* _Passage shown_:

# Discontinued Floor Plans



## Coachlight RV Sales (Oct 8, 2004)

Just received a letter from Keystone about floor plans that are going to be discontinued in the next few weeks. They are going to be coming out with new floorplans and to make room these will no longer be produced.

Outback
18RS 
26RKS 
26RLS
26KBRS
27RSDS

Sydney (Trailers)
27RLS
30RLS

Sydney (Fifth Wheel)
31FRKS
32FRLDS

Just thought everyone would want to know

Ken Lown
Coachlight RV Sales


----------



## Nathan (Jan 2, 2007)

Very interesting list. 
I'm anxiously waiting to see what comes out next. That could be quite a list of new floorplans or maybe it is more of a trimming of the # of models.


----------



## skippershe (May 22, 2006)

Thanks Ken!

Wonder how they decide what goes on the "chop list"??

Is the answer obvious? Would it be due a lack in sales on a particular model??
Interesting that most of them are in the 26' range...


----------



## PDX_Doug (Nov 16, 2004)

WOW! Thanks for the info, Ken.

Looks like a pretty wholesale cleaning of house. It will be interesting to see what Keystone has in store for us.

Happy Trails,
Doug


----------



## Sayonara (Jul 23, 2007)

Hmmm. When will the new model list be available?


----------



## tdvffjohn (Mar 10, 2005)

I guess the 18 was not that appealling to the masses. It also seems the kid friendly floorplans are tops as far as sleeping, like the bunk models.


----------



## justinsnow0 (Feb 5, 2007)

Too bad about the 18. I thought it was great with the cabinet and stuff but I guess people thought, why buy that when I can get bunk beds from the 21


----------



## johnp (Mar 15, 2004)

I am very suprised to see the 27rsds go. That is a great floorplan I would still have it if it wasn't for them coming out with the 32bhds. It think all the 27 needed was to put a window where the front door was and put a real shower in place of the steptub.

John


----------



## battalionchief3 (Jun 27, 2006)

They cut my 29BHS off the 08 line up too.







I like my floor plan.


----------



## MaeJae (May 12, 2005)

The 27 is on the list... but,
Hey just think... It will be a collectors item!









I think a 28' model with a BIG FRONT bathroom,
DOUBLE slide(couch/U dinette), KING slide Outback bed
would be a great addition! Oh, and maybe a little more 
counter space with a newly designed kitchen???

Maybe a FRONT kitchen model so you can look out
your kitchen window. and the king, and double slide.

MaeJae


----------



## mountainlady56 (Feb 13, 2006)

johnp2000 said:


> I am very suprised to see the 27rsds go. That is a great floorplan I would still have it if it wasn't for them coming out with the 32bhds. It think all the 27 needed was to put a window where the front door was and put a real shower in place of the steptub.

* _Source excerpt_:

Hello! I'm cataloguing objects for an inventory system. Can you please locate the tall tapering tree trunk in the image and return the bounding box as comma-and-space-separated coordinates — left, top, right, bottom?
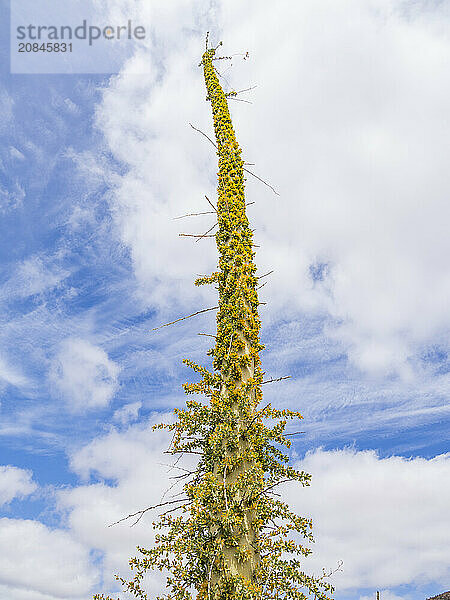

* _Set task_: Reproduce the forum thread between "## PDX_Doug (Nov" and "store for us.", inclusive, substituting "thorough" for "wholesale".

* _Answer in full_:
## PDX_Doug (Nov 16, 2004)

WOW! Thanks for the info, Ken.

Looks like a pretty thorough cleaning of house. It will be interesting to see what Keystone has in store for us.